A fiscalização do Poder Público como forma de garantir nossos direitos.

por Carla Viana[1]

Compromisso Inegociável | Think Eva

Imagem do Banner: Think Eva

É inegável que março é um mês de muita importância a todas as mulheres, momento em que relembramos as lutas daquelas que vieram antes de nós e pavimentaram a nossa estrada. Dar vida a essas memórias não é apenas uma questão de honra às mulheres que, de algum modo, batalharam para que tivéssemos voz, mas também se apresenta como fonte de energia para que possamos – e consigamos! – seguir, apesar de todos os pesares que nos cercam.

A verdade é que essas lutas e vitórias precedentes nos proporcionaram a possibilidade de ocuparmos espaços que, há muito, nos foram negados ou negligenciados. Um exemplo disso é o nosso sufrágio universal – ou seja, o direito de votar e ser votada – e todas as responsabilidades dele decorrentes. Afinal, grandes conquistas serão sempre acompanhadas de grandes responsabilidades, e é sobre isso que eu gostaria de refletir com você hoje.

Como já é sabido, fazemos parte de uma sociedade democrática e a nossa Constituição Federal, logo em seu artigo 1.º, diz que “todo poder emana do povo, que o exerce por meio de seus representantes eleitos ou diretamente, nos termos dessa Constituição”. Ou seja, faz parte do exercício de nossa cidadania acompanharmos a gestão operada por nossos parlamentares e, sobretudo, é a forma mais eficaz de garantirmos representatividade nas pautas que são de nosso interesse.

É de suma importância ressaltar que o ativo exercício do controle social – ou seja, a fiscalização, o monitoramento e o controle das ações da Administração Pública – fortalece a cidadania e o elo entre Estado e sociedade.

━━━━━━━━━━━━━━━━━━━━

**Desafios**
A. No texto sobre a fiscalização do Poder Público, o que afirma o artigo 1.º da Constituição Federal citado?
B. Dê sequência ao texto sobre a fiscalização do Poder Público, começando logo após a última frase apresentada.

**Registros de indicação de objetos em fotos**
━━━━━━━━━━━━━━━━━━━━

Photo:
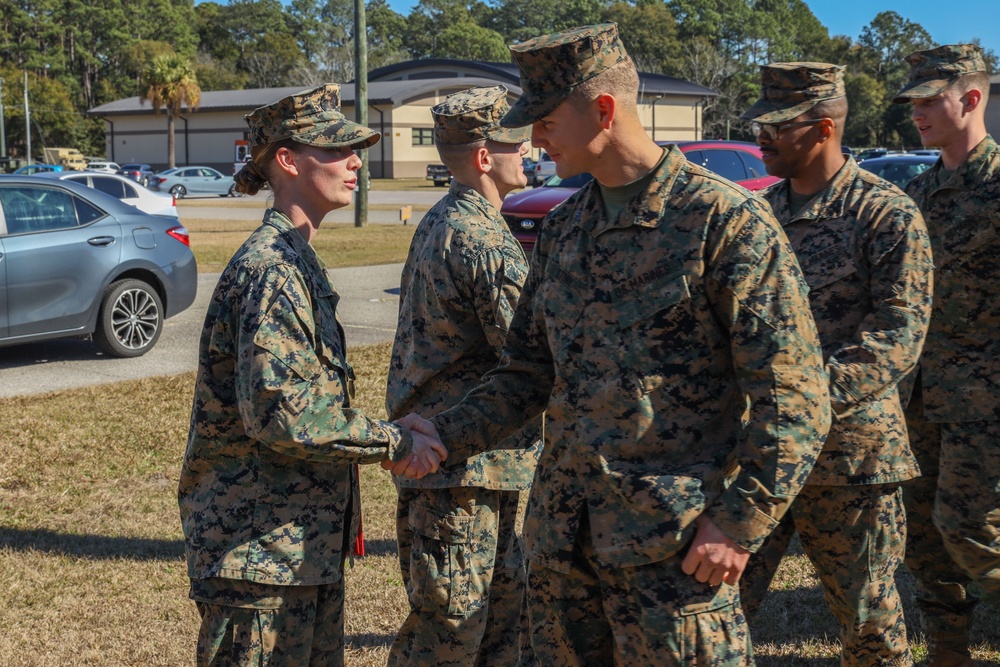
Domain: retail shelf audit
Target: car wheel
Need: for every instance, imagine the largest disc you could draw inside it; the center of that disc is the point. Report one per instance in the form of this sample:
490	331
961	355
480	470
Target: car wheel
130	319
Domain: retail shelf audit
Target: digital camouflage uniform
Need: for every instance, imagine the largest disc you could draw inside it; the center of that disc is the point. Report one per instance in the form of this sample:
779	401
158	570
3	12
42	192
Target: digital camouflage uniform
268	490
647	338
954	416
866	257
462	562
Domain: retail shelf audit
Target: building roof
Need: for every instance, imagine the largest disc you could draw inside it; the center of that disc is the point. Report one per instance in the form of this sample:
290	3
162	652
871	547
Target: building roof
649	84
379	92
394	84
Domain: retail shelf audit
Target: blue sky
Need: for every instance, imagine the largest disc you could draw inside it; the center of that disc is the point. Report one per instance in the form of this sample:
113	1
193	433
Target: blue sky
947	22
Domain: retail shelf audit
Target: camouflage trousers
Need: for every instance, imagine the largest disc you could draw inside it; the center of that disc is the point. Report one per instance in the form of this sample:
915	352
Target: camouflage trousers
855	538
244	624
463	567
595	615
954	511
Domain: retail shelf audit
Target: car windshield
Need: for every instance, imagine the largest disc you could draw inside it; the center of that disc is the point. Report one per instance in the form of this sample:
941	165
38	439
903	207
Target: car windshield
577	181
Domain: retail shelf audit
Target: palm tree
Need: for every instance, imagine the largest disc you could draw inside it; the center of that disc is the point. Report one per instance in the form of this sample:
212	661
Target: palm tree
171	84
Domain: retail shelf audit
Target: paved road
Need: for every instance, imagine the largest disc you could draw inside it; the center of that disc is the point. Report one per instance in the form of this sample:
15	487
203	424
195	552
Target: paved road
368	307
249	208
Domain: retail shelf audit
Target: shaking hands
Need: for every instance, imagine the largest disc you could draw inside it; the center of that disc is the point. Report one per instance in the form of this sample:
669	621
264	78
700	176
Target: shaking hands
427	453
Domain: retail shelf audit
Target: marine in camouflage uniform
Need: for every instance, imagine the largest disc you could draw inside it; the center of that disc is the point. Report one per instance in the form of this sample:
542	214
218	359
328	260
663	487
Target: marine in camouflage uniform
866	256
268	490
461	559
954	416
647	334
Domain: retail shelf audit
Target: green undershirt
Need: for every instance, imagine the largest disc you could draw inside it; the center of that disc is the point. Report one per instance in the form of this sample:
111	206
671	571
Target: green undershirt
617	198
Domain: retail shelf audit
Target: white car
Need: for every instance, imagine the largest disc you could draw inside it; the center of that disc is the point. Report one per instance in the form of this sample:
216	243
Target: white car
106	167
125	189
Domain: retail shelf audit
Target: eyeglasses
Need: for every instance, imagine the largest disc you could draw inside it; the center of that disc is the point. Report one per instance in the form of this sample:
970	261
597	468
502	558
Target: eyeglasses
770	131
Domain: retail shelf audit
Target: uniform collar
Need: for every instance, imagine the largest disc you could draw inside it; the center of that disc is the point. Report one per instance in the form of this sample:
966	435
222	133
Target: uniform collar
465	193
646	210
829	203
971	173
283	225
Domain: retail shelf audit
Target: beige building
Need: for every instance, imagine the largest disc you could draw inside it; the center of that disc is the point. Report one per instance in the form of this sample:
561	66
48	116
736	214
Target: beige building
993	108
399	101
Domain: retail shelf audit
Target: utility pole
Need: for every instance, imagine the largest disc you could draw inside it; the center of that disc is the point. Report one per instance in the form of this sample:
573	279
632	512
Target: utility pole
3	133
361	109
27	119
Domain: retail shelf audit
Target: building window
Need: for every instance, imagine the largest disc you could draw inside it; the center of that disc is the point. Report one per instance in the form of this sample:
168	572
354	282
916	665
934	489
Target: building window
423	136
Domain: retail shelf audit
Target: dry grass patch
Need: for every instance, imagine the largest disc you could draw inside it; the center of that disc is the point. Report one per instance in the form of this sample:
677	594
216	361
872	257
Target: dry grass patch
91	558
339	245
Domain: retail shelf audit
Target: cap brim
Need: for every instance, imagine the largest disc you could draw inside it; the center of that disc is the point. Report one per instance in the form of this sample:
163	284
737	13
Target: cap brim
343	134
512	135
920	90
767	111
530	108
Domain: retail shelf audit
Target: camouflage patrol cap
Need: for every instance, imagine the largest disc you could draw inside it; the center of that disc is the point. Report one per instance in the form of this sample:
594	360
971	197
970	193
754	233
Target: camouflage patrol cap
474	114
788	90
933	70
552	66
311	117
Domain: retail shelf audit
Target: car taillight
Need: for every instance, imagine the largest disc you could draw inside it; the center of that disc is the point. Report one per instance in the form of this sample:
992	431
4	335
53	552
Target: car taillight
181	234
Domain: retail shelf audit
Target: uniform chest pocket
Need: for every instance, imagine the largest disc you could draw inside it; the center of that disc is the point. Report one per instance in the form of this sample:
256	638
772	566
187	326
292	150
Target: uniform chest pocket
562	299
330	345
661	332
827	266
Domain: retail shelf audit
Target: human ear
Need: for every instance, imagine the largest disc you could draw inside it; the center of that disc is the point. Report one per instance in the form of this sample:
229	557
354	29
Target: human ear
972	99
605	105
483	160
285	159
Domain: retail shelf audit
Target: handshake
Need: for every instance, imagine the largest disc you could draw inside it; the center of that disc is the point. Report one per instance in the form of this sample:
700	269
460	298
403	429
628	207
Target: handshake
427	453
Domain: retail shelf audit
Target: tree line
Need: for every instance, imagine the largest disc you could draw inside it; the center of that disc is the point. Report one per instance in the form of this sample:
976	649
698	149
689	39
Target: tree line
77	54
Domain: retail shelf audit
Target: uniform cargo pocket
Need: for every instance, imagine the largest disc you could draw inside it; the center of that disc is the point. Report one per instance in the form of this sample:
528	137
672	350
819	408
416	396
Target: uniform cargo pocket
446	577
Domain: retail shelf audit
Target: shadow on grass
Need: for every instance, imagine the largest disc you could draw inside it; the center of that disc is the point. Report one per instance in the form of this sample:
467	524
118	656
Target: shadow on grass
380	547
64	349
94	547
369	640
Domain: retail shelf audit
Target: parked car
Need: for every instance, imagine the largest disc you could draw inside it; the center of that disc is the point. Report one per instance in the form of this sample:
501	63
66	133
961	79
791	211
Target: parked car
125	189
739	161
184	181
440	174
899	168
80	262
37	168
544	168
140	173
102	165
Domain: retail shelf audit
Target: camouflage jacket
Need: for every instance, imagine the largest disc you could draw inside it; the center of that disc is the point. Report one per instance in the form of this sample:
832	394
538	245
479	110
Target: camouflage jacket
866	257
960	366
651	338
460	284
267	492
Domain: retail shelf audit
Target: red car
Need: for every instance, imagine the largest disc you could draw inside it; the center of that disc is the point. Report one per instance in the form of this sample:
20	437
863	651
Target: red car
739	161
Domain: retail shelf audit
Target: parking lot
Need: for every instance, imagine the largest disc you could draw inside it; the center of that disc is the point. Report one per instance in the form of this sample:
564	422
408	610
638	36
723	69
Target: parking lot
368	308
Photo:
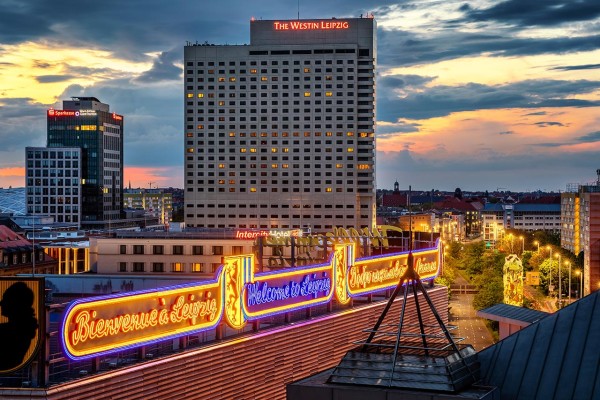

━━━━━━━━━━━━━━━━━━━━

**Gabarito**
A. Que todo poder emana do povo, que o exerce por meio de seus representantes eleitos ou diretamente, nos termos dessa Constituição.

B.
Existem muitas maneiras de colocarmos em prática o nosso controle social para acompanharmos em quais projetos os nossos representantes têm dedicado sua energia, ainda que não tenham sido a nossa opção de voto no momento das eleições. Com a ascensão da tecnologia e das redes sociais, é possível acompanhar o trabalho desenvolvido sem muitas dificuldades.

Eu sempre digo que informação é poder e, neste caso, conhecer as funções desempenhadas pelos nossos governantes é essencial para que sejamos capazes de supervisionar e cobrar.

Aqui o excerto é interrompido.